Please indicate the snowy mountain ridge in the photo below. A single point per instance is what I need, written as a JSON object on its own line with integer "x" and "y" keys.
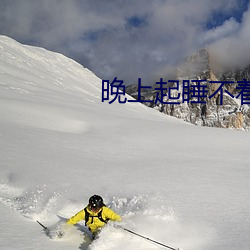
{"x": 182, "y": 185}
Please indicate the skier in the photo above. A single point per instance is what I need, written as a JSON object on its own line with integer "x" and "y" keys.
{"x": 95, "y": 214}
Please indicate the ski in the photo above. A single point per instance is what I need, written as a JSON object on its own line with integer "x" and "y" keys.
{"x": 45, "y": 228}
{"x": 58, "y": 234}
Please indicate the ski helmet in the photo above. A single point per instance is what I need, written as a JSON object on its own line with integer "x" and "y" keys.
{"x": 95, "y": 202}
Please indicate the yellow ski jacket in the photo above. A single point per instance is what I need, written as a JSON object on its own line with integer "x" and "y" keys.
{"x": 94, "y": 223}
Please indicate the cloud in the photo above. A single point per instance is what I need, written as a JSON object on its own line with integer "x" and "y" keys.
{"x": 124, "y": 39}
{"x": 232, "y": 50}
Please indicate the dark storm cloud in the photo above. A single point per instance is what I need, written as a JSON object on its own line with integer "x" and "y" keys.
{"x": 125, "y": 38}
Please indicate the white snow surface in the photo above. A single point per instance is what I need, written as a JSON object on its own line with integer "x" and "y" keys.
{"x": 182, "y": 185}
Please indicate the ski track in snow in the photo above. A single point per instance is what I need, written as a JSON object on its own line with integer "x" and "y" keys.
{"x": 56, "y": 134}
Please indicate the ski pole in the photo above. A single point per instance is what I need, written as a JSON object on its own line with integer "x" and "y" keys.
{"x": 146, "y": 238}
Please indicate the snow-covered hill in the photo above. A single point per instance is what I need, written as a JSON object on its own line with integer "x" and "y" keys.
{"x": 176, "y": 183}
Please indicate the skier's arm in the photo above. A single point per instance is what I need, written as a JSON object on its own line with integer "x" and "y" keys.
{"x": 77, "y": 217}
{"x": 110, "y": 214}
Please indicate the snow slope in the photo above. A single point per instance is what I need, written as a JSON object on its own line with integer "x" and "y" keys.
{"x": 176, "y": 183}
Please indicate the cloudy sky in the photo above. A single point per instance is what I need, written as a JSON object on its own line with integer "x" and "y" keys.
{"x": 129, "y": 39}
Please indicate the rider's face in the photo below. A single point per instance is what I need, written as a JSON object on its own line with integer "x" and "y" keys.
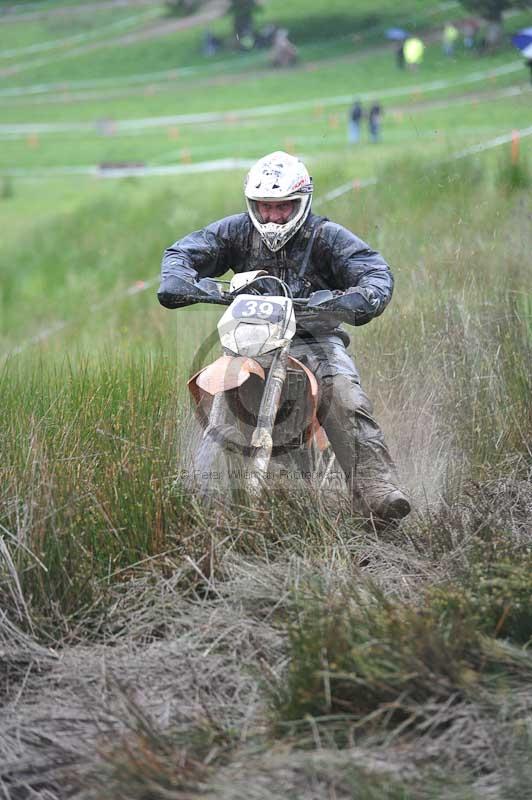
{"x": 279, "y": 213}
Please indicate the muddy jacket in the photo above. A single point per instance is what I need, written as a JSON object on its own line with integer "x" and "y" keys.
{"x": 331, "y": 257}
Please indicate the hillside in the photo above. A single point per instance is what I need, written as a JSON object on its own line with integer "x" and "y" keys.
{"x": 154, "y": 646}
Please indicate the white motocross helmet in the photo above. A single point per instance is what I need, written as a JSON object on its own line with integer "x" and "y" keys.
{"x": 275, "y": 178}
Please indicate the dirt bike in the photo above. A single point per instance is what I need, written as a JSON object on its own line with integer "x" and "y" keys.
{"x": 256, "y": 400}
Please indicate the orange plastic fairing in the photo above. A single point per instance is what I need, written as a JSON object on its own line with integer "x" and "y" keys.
{"x": 226, "y": 373}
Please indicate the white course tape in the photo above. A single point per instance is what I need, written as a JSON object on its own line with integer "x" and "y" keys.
{"x": 208, "y": 117}
{"x": 353, "y": 185}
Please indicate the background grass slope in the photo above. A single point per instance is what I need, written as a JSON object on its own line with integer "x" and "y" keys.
{"x": 150, "y": 645}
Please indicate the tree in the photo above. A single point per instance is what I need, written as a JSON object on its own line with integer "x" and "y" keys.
{"x": 492, "y": 11}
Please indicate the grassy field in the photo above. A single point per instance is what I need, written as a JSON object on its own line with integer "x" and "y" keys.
{"x": 153, "y": 647}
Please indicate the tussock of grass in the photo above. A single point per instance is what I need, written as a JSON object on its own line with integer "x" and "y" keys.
{"x": 361, "y": 661}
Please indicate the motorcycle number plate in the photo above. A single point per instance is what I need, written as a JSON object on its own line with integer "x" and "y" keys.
{"x": 261, "y": 310}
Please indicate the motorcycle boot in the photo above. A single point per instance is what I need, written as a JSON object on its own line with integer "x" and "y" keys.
{"x": 358, "y": 443}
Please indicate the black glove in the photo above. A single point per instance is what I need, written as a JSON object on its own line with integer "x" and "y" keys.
{"x": 177, "y": 292}
{"x": 356, "y": 306}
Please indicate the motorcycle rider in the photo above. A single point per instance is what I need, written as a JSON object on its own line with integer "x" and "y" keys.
{"x": 281, "y": 235}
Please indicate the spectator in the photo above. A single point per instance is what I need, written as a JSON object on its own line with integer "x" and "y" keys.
{"x": 470, "y": 28}
{"x": 449, "y": 37}
{"x": 355, "y": 117}
{"x": 211, "y": 44}
{"x": 284, "y": 53}
{"x": 374, "y": 122}
{"x": 400, "y": 55}
{"x": 413, "y": 49}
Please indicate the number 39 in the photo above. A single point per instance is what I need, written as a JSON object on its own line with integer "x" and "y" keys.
{"x": 254, "y": 308}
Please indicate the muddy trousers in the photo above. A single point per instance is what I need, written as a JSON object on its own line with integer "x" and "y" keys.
{"x": 346, "y": 414}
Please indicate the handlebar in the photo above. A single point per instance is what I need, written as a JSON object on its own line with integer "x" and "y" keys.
{"x": 300, "y": 304}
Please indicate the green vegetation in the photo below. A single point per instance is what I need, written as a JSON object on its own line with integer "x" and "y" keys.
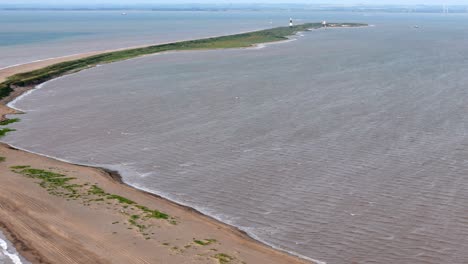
{"x": 120, "y": 199}
{"x": 9, "y": 121}
{"x": 205, "y": 242}
{"x": 4, "y": 131}
{"x": 152, "y": 213}
{"x": 61, "y": 185}
{"x": 35, "y": 77}
{"x": 223, "y": 258}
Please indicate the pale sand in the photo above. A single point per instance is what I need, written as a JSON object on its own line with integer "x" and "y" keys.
{"x": 49, "y": 229}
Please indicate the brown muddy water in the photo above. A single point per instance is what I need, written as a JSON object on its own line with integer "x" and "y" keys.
{"x": 344, "y": 146}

= REQUIREMENT =
The answer should be the full material above, printed exactly, with no pictures in it.

= SOLUTION TO THE EXERCISE =
Please indicate the snowy mountain ridge in the photo below. A single point per instance is what I need, written as a JSON object on its own line with integer "x" and "y" keys.
{"x": 182, "y": 185}
Please indicate the skier in the photo above. A single point per instance is what I need, written as a JSON object on its own line with integer "x" and "y" keys.
{"x": 95, "y": 214}
Please indicate the ski in the photo above. A single point per instance is what I need, written as a JSON object on its own line with integer "x" and "y" keys.
{"x": 45, "y": 228}
{"x": 58, "y": 234}
Please indicate the ski helmet in the photo above. A single point per instance is what I need, written as a JSON object on its own line with integer "x" and "y" keys.
{"x": 95, "y": 202}
Please indicate the yellow ski jacket in the photo above. A single point per instance is what I need, written as a JSON object on its own line with integer "x" and "y" keys.
{"x": 94, "y": 223}
Please indicate the cloud in the photo above. A single point per instance is what I need, written as a JSON object on its own line with integer "x" and "y" keys.
{"x": 124, "y": 39}
{"x": 232, "y": 50}
Please indicate the dark storm cloud in the photo above. A single point per instance is what I need, written as a JSON object on its own line with integer "x" and "y" keys.
{"x": 125, "y": 38}
Please indicate the white snow surface in the photo above. A single point per instance is what I need, written as a JSON object on its own line with integer "x" and "y" keys.
{"x": 182, "y": 185}
Please indicate the ski track in snow in the photo above. A single point per instance is what I need, written as a JSON object on its own line with integer "x" and "y" keys.
{"x": 56, "y": 134}
Please indicate the ski pole in the photo above. A single point per instance is what I need, written as a JSON object on its own line with integer "x" and "y" keys.
{"x": 146, "y": 238}
Please indicate the snow-covered hill in the photo above. A single point per instance is what I need, written as a JSON object on its own line with integer "x" and "y" keys.
{"x": 176, "y": 183}
Please indicate the skier's arm in the photo above. A single point per instance is what I need, written as a JSON object on its own line with integer "x" and "y" keys.
{"x": 77, "y": 217}
{"x": 110, "y": 214}
Please indicate the snow slope in the photo above. A single point per instance is what I need, written as a JSON object on its own line with integer "x" and "y" keys.
{"x": 176, "y": 183}
Please indicate the cloudy sky in the photo above. A single point per instance is what I need, written as a JSON object on its own line with integer "x" and "y" keys.
{"x": 129, "y": 39}
Please indicate the rider's face in the photo below. A single point per instance is what I need, written as a JSON object on its own line with integer "x" and "y" keys.
{"x": 279, "y": 213}
Please indicate the muddy jacket in the photo above. A single point per instance is what I need, written as a JSON object on its own line with integer "x" and "y" keys.
{"x": 331, "y": 257}
Please indicate the hillside in the photo above. A single point per instance is what I need, written as a JSON object on its own line with integer "x" and "y" keys.
{"x": 154, "y": 646}
Please indicate the white motocross helmet in the photo above. A single point per instance is what I need, written as a JSON object on its own line with integer "x" and "y" keys.
{"x": 275, "y": 178}
Please indicate the dirt bike in the photo above. A single point per instance is what I need, written as a JSON object on its own line with integer "x" and "y" keys.
{"x": 256, "y": 400}
Please indicate the orange plastic fairing in the photo above. A single point per instance is what I need, written as a JSON object on its own line with integer "x" and "y" keys.
{"x": 226, "y": 373}
Please indicate the white course tape in the photo above. A single point per instance is what I need, written as a JSON object on its own line with integer "x" and "y" keys.
{"x": 208, "y": 117}
{"x": 353, "y": 185}
Please indicate the background grass slope in the photo above. A single point per instance is what I need, written as a JSON object on its own line with integer "x" and "y" keys.
{"x": 150, "y": 645}
Please indicate the tree in the photo above. A single point per instance is what I need, written as a JSON object on its own line with integer "x" and "y" keys.
{"x": 492, "y": 11}
Please indicate the grassy field in the photo above. A single point per instance is what I need, written as a JSON object on its own line with integer "x" and "y" keys.
{"x": 153, "y": 647}
Please indicate the tussock of grass in the photo above. A single point per instance is what I need, written as a JSON object on its own line with integer "x" and "y" keys.
{"x": 361, "y": 661}
Please indicate the motorcycle number plate in the photo above. A single point per instance is what I need, written as a JSON object on its own line with integer "x" and "y" keys.
{"x": 261, "y": 310}
Please indicate the motorcycle boot in the photo above. A single point per instance is what I need, written as a JSON object on its own line with integer "x" and "y" keys.
{"x": 358, "y": 443}
Please indicate the black glove in the photo above. A single point per instance is what I need, written as a JSON object on its own line with integer "x" and "y" keys.
{"x": 177, "y": 292}
{"x": 356, "y": 306}
Please indicate the motorcycle rider in the photo above. A single point per instance is what I need, written as a JSON object on its own line with integer "x" and "y" keys.
{"x": 281, "y": 235}
Please indicate the spectator in the photo above. A single point per instance is what I need, written as a JSON object on its own line with integer "x" and "y" keys.
{"x": 470, "y": 28}
{"x": 449, "y": 37}
{"x": 355, "y": 117}
{"x": 211, "y": 44}
{"x": 284, "y": 53}
{"x": 374, "y": 122}
{"x": 400, "y": 55}
{"x": 413, "y": 49}
Please indicate the number 39 in the photo above. A single point per instance is what I need, written as a JSON object on its own line with integer "x" and "y" keys.
{"x": 254, "y": 308}
Please indicate the muddy trousers in the photo above. A single point per instance is what I need, written as a JSON object on its own line with integer "x" and "y" keys.
{"x": 346, "y": 414}
Please indicate the handlebar in the photo above. A single point per instance is what I need, written as a JSON object on its own line with integer "x" and "y" keys.
{"x": 300, "y": 304}
Please indicate the green vegetation in the photo below. A single point per instance is what I need, written as a JSON object on its own line with integer "x" and "y" keys.
{"x": 120, "y": 199}
{"x": 9, "y": 121}
{"x": 205, "y": 242}
{"x": 4, "y": 131}
{"x": 152, "y": 213}
{"x": 61, "y": 185}
{"x": 35, "y": 77}
{"x": 223, "y": 258}
Please indicate the pale sand in the photo above. A single point per instance is what I need, written as a JSON object on its own line with integer "x" and "y" keys.
{"x": 49, "y": 229}
Please indicate the brown muddy water in the photo above. A single point per instance is what I need, written as a JSON object on its own line with integer "x" and "y" keys.
{"x": 344, "y": 146}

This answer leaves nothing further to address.